● **Saved data entries**:

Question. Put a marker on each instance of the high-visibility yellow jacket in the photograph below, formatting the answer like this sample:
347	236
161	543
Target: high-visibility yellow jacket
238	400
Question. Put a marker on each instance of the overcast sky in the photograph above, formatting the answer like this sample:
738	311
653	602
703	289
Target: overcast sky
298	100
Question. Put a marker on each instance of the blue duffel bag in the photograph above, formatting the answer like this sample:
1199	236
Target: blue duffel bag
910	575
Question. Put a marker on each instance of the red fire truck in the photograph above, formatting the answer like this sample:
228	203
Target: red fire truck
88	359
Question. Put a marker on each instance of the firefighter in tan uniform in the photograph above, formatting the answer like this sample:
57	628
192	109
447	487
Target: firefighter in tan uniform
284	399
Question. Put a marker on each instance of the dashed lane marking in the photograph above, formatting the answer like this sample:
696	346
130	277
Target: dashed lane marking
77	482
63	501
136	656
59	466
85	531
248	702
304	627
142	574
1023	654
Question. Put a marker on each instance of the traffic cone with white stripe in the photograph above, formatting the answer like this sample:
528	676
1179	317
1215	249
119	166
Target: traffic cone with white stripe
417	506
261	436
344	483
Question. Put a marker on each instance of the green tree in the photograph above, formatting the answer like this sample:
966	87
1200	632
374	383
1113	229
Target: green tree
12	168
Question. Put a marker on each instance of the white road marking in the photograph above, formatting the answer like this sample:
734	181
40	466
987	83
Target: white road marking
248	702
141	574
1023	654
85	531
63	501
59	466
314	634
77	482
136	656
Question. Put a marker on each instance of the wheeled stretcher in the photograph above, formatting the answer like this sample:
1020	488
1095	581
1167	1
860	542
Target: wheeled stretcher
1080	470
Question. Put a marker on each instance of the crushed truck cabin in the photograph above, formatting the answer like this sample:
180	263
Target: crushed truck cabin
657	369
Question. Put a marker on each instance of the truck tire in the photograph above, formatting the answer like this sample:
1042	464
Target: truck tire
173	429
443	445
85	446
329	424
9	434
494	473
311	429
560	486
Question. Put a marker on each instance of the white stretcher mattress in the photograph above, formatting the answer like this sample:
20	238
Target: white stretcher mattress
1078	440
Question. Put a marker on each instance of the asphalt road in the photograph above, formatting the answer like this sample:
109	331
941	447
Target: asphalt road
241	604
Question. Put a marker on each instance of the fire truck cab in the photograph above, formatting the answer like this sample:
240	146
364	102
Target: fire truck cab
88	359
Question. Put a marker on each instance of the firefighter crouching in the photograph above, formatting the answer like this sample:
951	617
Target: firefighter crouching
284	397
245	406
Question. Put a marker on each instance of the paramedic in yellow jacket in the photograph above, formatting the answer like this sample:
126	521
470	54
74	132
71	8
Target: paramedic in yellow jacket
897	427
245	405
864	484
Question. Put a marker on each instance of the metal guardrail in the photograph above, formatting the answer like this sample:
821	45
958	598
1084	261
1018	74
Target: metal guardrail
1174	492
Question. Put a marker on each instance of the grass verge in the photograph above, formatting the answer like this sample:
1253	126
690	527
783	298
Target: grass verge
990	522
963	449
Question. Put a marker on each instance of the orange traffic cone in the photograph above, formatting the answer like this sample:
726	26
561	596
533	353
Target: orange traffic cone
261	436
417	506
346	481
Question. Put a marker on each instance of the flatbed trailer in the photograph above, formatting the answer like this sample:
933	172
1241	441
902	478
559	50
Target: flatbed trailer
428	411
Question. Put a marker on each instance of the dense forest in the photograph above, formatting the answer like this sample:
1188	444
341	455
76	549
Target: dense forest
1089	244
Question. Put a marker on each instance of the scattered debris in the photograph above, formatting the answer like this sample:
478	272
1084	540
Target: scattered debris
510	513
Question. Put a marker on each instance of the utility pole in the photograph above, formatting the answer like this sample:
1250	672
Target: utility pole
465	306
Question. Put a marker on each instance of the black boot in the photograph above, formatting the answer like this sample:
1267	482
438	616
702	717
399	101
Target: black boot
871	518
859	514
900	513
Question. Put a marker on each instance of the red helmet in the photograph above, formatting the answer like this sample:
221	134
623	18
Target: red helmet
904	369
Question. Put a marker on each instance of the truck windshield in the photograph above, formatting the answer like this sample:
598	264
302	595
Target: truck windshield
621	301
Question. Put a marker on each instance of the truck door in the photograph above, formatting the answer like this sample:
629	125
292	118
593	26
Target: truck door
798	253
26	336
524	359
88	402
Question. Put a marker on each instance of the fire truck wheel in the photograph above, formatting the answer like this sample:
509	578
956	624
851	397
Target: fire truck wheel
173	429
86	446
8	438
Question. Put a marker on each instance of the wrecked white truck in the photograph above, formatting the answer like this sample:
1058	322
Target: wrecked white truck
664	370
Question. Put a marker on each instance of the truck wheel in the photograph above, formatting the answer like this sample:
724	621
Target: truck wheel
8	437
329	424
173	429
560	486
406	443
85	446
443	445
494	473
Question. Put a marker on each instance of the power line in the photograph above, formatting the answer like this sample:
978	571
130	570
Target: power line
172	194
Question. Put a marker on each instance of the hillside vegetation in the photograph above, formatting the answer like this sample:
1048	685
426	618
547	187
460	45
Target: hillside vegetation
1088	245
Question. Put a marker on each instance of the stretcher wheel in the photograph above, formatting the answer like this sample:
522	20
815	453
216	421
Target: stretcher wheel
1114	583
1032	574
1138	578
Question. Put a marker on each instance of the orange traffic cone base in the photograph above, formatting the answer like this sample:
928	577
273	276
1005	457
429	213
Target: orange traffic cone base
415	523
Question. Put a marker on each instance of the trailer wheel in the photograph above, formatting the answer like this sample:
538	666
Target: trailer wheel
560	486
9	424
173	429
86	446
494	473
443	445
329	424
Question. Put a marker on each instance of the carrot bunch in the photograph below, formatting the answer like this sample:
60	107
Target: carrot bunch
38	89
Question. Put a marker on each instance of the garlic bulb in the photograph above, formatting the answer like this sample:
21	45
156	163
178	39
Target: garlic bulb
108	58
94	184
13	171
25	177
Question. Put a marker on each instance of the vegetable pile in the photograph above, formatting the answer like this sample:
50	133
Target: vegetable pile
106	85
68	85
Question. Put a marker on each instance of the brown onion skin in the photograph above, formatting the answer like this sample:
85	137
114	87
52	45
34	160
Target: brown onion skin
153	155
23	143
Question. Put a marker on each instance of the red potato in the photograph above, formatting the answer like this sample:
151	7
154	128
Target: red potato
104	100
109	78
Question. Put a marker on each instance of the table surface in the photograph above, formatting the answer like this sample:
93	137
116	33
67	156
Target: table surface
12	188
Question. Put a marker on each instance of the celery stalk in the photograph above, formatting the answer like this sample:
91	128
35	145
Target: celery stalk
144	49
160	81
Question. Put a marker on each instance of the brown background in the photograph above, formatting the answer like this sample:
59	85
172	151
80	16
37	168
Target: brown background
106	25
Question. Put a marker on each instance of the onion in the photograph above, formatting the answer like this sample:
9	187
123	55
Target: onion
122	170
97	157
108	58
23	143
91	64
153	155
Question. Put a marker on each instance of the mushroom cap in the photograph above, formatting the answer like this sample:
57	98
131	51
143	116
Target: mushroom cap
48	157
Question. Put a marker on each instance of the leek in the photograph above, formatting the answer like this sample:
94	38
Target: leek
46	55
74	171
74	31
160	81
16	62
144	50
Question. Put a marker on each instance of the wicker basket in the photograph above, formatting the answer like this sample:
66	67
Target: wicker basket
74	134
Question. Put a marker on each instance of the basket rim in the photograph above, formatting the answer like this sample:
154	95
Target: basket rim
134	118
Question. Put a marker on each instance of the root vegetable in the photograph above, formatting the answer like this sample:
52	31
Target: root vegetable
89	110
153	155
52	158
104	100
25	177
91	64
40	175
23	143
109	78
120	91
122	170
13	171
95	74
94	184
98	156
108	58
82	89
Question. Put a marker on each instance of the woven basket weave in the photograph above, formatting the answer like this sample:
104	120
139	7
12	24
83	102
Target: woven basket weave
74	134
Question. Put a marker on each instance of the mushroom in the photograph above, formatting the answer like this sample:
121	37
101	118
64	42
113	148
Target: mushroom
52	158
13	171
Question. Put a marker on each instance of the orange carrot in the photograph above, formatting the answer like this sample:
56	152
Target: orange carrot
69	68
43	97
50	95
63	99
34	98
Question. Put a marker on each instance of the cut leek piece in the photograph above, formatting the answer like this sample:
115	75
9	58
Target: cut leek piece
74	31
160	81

● **What you are asked to do**: In the entries above, identify every line with the string "below".

● **Result**:
Question. Put a marker on each instance of the high-visibility yellow jacket in the photograph below, formatting the answer like this sample:
Question. Put a marker on each instance of the carrot bunch in the photograph below, formatting the answer like this sample:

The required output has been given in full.